» **Work to complete**
Find the line with "pick out the man speaking" in the entries below, then reproduce it and every line after it down to and including the line with "pick out the crowd", exactly.

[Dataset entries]

/---

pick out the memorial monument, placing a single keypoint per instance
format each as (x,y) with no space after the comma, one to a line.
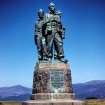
(52,82)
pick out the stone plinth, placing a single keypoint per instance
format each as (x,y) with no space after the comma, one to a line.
(52,85)
(54,102)
(46,74)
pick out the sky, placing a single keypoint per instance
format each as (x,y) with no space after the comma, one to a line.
(84,44)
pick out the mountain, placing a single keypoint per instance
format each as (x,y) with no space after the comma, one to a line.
(91,89)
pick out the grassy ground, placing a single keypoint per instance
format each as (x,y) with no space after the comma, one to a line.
(10,103)
(95,102)
(88,102)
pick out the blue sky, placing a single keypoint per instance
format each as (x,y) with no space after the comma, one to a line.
(84,44)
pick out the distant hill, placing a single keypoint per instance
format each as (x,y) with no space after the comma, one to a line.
(91,89)
(95,89)
(17,92)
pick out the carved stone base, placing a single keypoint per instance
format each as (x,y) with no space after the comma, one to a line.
(54,102)
(52,78)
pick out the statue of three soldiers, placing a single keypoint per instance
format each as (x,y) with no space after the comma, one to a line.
(49,35)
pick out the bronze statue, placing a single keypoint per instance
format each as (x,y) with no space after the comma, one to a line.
(49,35)
(39,35)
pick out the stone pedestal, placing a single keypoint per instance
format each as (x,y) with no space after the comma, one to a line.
(52,85)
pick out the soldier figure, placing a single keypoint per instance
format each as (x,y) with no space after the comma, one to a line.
(39,35)
(54,34)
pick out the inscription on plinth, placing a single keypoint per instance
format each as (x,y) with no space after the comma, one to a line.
(52,78)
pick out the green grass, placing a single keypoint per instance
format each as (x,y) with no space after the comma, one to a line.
(95,102)
(11,103)
(87,102)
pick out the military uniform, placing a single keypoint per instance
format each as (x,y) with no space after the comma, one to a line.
(54,35)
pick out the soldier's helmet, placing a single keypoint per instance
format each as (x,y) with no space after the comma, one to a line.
(52,6)
(41,13)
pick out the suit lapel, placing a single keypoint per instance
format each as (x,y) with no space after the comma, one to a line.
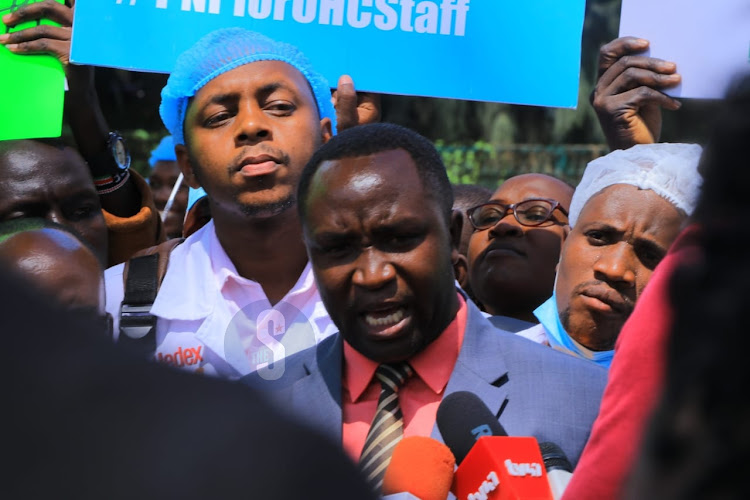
(480,367)
(318,392)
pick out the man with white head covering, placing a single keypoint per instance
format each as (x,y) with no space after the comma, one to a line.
(628,208)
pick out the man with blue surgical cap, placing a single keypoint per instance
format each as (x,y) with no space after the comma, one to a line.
(245,113)
(626,211)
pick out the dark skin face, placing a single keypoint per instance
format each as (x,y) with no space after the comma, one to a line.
(42,181)
(162,180)
(621,235)
(57,263)
(250,132)
(511,266)
(381,250)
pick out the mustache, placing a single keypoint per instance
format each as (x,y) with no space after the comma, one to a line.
(261,149)
(623,302)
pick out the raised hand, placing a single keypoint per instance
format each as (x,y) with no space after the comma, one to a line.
(41,39)
(352,107)
(628,96)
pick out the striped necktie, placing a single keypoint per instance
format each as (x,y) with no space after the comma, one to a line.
(387,426)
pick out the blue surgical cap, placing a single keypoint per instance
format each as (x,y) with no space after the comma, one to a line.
(224,50)
(163,152)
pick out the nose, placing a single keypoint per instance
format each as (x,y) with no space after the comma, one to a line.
(372,270)
(55,215)
(615,265)
(252,125)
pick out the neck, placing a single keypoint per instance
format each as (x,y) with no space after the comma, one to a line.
(524,314)
(267,250)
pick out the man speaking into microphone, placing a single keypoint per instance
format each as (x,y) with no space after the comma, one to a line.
(376,208)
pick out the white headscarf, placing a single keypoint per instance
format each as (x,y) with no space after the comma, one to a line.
(670,170)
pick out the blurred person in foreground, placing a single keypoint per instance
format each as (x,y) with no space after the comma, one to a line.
(89,188)
(55,260)
(696,443)
(90,422)
(636,378)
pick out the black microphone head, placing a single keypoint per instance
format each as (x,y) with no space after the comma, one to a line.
(554,458)
(462,418)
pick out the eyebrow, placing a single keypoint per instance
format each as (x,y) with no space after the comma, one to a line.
(651,245)
(220,99)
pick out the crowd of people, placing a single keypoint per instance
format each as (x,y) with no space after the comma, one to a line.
(327,287)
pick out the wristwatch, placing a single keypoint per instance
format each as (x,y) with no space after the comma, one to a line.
(114,159)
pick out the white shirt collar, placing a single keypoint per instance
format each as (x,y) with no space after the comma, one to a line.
(200,267)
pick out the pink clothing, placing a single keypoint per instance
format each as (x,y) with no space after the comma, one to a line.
(635,383)
(419,397)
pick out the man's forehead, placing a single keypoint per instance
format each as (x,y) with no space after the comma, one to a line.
(525,186)
(626,205)
(366,174)
(30,159)
(258,74)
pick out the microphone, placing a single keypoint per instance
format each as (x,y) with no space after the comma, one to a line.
(559,468)
(420,466)
(493,465)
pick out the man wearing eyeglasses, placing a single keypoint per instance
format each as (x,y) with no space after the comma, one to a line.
(515,247)
(626,211)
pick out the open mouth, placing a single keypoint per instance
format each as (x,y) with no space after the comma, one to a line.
(606,301)
(252,166)
(387,323)
(498,249)
(377,319)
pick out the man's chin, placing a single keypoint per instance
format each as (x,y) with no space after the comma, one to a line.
(267,209)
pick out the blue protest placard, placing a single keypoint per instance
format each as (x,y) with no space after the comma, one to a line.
(513,51)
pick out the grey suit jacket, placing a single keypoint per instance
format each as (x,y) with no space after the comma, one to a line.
(534,390)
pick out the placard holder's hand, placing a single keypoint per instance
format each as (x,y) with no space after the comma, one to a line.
(628,97)
(354,108)
(83,111)
(42,39)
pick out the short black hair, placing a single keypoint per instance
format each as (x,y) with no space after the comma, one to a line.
(366,140)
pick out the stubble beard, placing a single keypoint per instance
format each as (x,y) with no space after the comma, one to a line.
(267,209)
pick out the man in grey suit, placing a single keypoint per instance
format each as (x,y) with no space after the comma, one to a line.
(375,204)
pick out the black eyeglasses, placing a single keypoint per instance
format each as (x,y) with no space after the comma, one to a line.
(532,213)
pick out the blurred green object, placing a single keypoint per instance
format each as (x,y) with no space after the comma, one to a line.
(490,165)
(32,87)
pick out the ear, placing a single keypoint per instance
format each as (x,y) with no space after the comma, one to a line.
(186,166)
(456,225)
(564,236)
(461,270)
(326,130)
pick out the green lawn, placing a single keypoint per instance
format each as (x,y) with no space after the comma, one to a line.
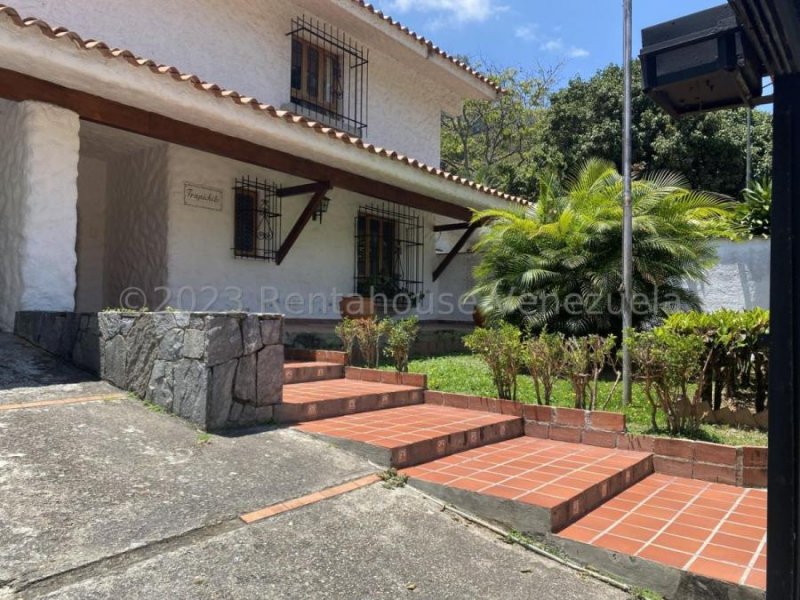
(469,375)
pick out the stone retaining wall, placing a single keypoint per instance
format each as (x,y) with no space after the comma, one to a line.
(217,370)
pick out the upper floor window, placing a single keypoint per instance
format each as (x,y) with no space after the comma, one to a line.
(329,78)
(390,253)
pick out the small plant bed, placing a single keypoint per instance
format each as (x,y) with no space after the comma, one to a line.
(466,374)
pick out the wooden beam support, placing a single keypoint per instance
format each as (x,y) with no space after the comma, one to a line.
(457,248)
(19,87)
(302,221)
(451,227)
(299,190)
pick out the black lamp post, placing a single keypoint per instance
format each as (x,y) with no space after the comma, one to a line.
(716,59)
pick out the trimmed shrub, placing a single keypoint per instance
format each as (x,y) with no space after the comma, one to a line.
(502,350)
(400,336)
(736,356)
(545,359)
(667,363)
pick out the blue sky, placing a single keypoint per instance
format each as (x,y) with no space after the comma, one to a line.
(583,34)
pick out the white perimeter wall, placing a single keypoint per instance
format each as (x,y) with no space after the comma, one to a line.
(242,45)
(136,226)
(204,274)
(740,280)
(39,147)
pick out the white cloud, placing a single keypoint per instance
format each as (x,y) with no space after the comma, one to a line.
(461,11)
(555,45)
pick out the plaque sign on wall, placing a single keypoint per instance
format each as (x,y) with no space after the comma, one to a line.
(202,196)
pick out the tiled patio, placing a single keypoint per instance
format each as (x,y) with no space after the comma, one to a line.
(420,432)
(319,391)
(296,371)
(567,479)
(710,529)
(326,399)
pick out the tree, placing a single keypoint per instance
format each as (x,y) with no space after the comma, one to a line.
(584,120)
(497,143)
(558,264)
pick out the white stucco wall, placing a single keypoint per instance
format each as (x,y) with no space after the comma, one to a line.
(204,274)
(242,45)
(38,213)
(92,190)
(740,280)
(136,226)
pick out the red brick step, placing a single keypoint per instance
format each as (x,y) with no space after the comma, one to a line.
(536,486)
(333,398)
(305,371)
(411,435)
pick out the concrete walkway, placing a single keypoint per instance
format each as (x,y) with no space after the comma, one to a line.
(108,499)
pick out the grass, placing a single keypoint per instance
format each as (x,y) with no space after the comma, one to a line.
(466,374)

\---

» **Result of this task**
pick out the man speaking into microphone, placing a single keypoint per instance
format each as (x,y) with no space after the comma, one to a line.
(376,208)
pick out the white headscarf, placing a single keypoint per instance
format each as (x,y) with no space after the comma, one to a line.
(670,170)
pick out the blurred person in foreground, placing a single keypoint per instance
format each as (x,y) with no space after the comma, one to a line.
(89,188)
(55,260)
(696,443)
(90,422)
(636,378)
pick out the black microphone head, placing a single keypoint per instance
format each as (x,y) with no space after the comma, one to a line.
(554,458)
(462,418)
pick out the eyebrow, placing a single keypoint per instance
format each as (x,y) with no space after the comma, one to a line.
(651,245)
(220,99)
pick out the crowd of people, placing a single keypoint per instance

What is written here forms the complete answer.